Extracted entries Start Marker

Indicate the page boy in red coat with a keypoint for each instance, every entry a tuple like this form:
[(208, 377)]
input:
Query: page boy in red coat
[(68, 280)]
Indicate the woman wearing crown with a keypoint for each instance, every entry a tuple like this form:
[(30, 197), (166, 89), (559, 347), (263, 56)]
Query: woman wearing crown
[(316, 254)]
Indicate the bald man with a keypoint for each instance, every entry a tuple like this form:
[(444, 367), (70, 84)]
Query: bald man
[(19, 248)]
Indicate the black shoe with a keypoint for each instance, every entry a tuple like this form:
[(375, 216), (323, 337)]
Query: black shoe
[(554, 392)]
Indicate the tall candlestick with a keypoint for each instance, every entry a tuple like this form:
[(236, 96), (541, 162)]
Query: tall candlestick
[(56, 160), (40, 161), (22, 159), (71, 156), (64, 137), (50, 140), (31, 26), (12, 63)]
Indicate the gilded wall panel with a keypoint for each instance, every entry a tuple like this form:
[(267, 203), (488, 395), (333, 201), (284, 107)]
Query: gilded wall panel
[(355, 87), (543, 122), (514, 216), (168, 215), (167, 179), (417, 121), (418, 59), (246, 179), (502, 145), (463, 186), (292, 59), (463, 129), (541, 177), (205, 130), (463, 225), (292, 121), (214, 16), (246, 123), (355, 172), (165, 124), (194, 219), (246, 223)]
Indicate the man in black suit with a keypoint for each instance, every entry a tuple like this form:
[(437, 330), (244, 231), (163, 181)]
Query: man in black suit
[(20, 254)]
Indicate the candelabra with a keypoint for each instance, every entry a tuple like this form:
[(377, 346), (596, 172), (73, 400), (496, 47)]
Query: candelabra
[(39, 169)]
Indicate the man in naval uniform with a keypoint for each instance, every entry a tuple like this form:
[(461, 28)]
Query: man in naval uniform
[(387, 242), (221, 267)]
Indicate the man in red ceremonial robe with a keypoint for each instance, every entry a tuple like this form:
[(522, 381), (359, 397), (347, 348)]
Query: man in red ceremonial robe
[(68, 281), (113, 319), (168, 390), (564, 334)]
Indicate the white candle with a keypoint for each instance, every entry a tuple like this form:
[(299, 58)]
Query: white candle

Extracted entries End Marker

## What is being asked
Could you copy every record above exactly as written?

## Task answer
Indicate the page boy in red coat with a keypoint for each instance, every entry a tuple like this form:
[(208, 377)]
input:
Query: page boy in red coat
[(68, 280)]
Indicate the woman wearing crown with a keypoint for each instance, every entry a tuple like this form:
[(30, 197), (166, 89), (559, 347), (263, 56)]
Query: woman wearing crown
[(316, 254)]
Indicate the bald man with a keypoint for each instance, every entry a tuple like this form:
[(444, 367), (70, 84)]
Query: bald man
[(19, 248)]
Indicate the black shoe with a keypoint for each instance, every entry a tuple like this form:
[(375, 216), (323, 337)]
Query: black shoe
[(554, 392)]
Indicate the tall candlestick with a keypoint for each instance, every entry a tuple like this form:
[(236, 96), (541, 162)]
Query: tall candlestick
[(56, 160), (40, 161), (22, 159), (71, 156), (64, 137), (50, 140), (31, 26), (12, 63)]
Indicate the gilded wall panel with a keypoint for each instance, every entry a tuple like this form:
[(267, 203), (488, 395), (333, 201), (284, 107)]
Query: gilded wall panel
[(355, 87), (543, 122), (514, 216), (168, 215), (167, 179), (417, 121), (418, 59), (246, 179), (502, 145), (463, 186), (292, 59), (463, 129), (541, 177), (205, 130), (463, 225), (292, 121), (214, 16), (246, 123), (355, 172), (165, 124), (194, 219), (246, 223)]
Indicate the man in black suit with a keypoint for each instance, every entry a tuple like this form:
[(437, 330), (244, 231), (163, 181)]
Query: man in black suit
[(20, 254)]
Indicate the candelabra with a keypoint for each instance, every entry a tuple like this form:
[(377, 346), (596, 172), (73, 400), (496, 47)]
Query: candelabra
[(39, 169)]
Indicate the man in naval uniform with a keypoint for each instance, every entry a tuple like this form:
[(461, 28)]
Query: man in naval uniform
[(387, 242), (221, 267)]
Indicate the man in red ceremonial robe with a keypoint for each instance, every entry a tuple like this form:
[(522, 381), (359, 397), (347, 348)]
Query: man in red ceremonial robe
[(68, 281), (113, 319), (168, 390), (564, 334)]
Indicate the white candle with a keypoint for each instance, every entry a tuple like this form:
[(299, 58)]
Query: white candle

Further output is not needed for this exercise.